_Short exercise_. Rewrite all the rows below with each "pointer" changed to "locator", keeping every other character as it is.

>> START Exercise materials

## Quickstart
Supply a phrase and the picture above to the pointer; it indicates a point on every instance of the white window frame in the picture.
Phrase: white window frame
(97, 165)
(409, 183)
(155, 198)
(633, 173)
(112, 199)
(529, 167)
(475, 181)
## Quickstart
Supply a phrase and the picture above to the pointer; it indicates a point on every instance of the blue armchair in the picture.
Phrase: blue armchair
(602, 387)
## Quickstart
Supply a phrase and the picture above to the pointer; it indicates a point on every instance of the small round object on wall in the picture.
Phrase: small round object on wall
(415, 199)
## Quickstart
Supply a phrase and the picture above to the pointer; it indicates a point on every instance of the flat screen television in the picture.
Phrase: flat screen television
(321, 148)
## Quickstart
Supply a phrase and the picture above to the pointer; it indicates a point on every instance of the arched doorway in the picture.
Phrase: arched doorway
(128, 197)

>> END Exercise materials

_Result of the exercise_.
## Quickstart
Supply a phrase and the picture above to the locator; it indicates a point on every instance of the white window frame in the picture.
Phrase: white window frame
(97, 165)
(409, 183)
(155, 198)
(633, 173)
(112, 199)
(529, 167)
(475, 181)
## Quickstart
Supply a phrase and the picture above to the locator; it indicates a point on every instance of the blue armchair in the picture.
Phrase: blue armchair
(602, 387)
## Quickstart
Supply a phrase and the picture above to the locator; it indicates a point on every instance of the small round object on wall in the picture.
Phrase: small round object on wall
(415, 199)
## Quickstart
Supply a phrase and the picture above to the locator; it indicates a point on every instance of the flat screen television in the picture.
Phrase: flat screen television
(321, 148)
## Quickstart
Supply a phrase and the picture above to the locator; it indicates a point on every instance of the arched doorway in the picture.
Phrase: arched doorway
(128, 197)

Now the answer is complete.